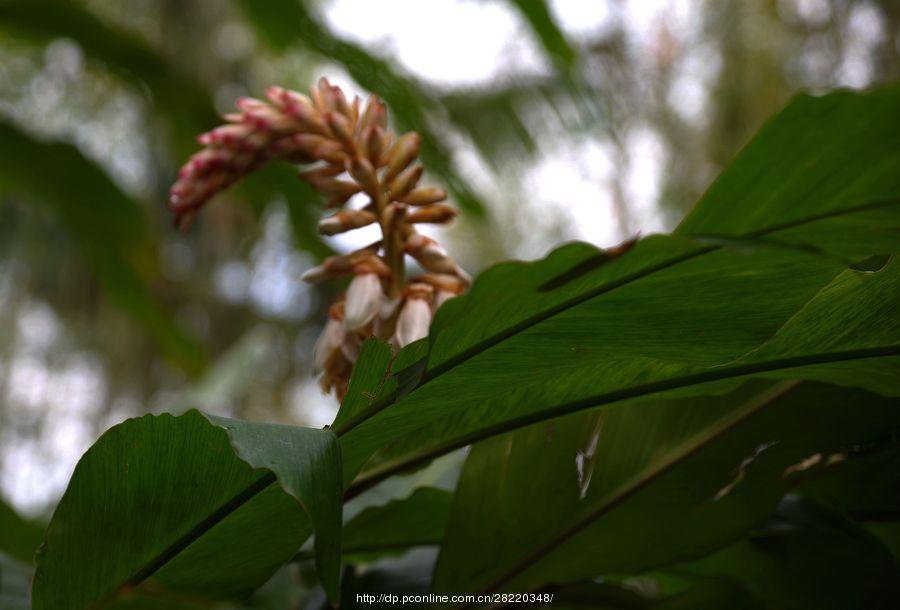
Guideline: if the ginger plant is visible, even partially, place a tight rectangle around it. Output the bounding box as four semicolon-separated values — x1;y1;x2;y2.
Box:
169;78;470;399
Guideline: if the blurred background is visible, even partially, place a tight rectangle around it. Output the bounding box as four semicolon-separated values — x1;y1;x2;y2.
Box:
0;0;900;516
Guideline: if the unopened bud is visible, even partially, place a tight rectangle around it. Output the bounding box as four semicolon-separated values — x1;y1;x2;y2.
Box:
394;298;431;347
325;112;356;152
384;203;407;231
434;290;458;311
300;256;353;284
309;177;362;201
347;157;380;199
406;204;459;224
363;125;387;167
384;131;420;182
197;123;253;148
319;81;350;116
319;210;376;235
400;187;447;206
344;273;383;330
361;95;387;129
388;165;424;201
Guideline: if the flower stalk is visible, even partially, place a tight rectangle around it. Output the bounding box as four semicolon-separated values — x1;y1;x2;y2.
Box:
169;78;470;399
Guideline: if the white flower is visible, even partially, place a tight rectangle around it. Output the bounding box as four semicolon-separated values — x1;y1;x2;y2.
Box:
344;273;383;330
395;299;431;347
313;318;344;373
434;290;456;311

Aim of the exercise
Repeat every one of the entries above word for word, with the pictures left out.

In response
Guideline: if the ginger plant is visible, even partially, place a tight rectangle around it. Output the bounding box as four semicolon-separated values — x1;y1;x2;y2.
Box:
169;78;470;399
Guideline: if the blurred background is visible, even partially, place a tight rectangle around it. Output the bounding box as four semicolon-separated values — x1;y1;x2;y2.
Box:
0;0;900;516
Guideline: if the unopened bud is visible, even partially, place a tight rectangle around it. Output the bounding box as four semicolon-separated values — x1;y1;x2;y2.
Box:
394;298;431;347
325;112;356;152
384;203;407;231
434;290;458;311
300;256;353;284
309;177;362;201
347;157;380;199
406;204;459;224
363;125;387;167
384;131;420;182
197;123;253;148
319;81;350;116
319;210;376;235
400;187;447;206
344;273;383;330
361;95;387;129
388;165;424;201
Guideline: if the flower stalk is visible, even partially, place a tight rectangle around it. Output the bounding box as four semicolon-separated values — x1;y1;x2;y2.
Box:
169;78;470;399
Guideline: if the white flower is visible, even partially, place a tight rectangle around it. Output the bounding box as four semicolon-separated values — x1;y1;x2;y2.
Box:
344;273;383;330
395;299;431;347
313;318;344;373
434;290;456;311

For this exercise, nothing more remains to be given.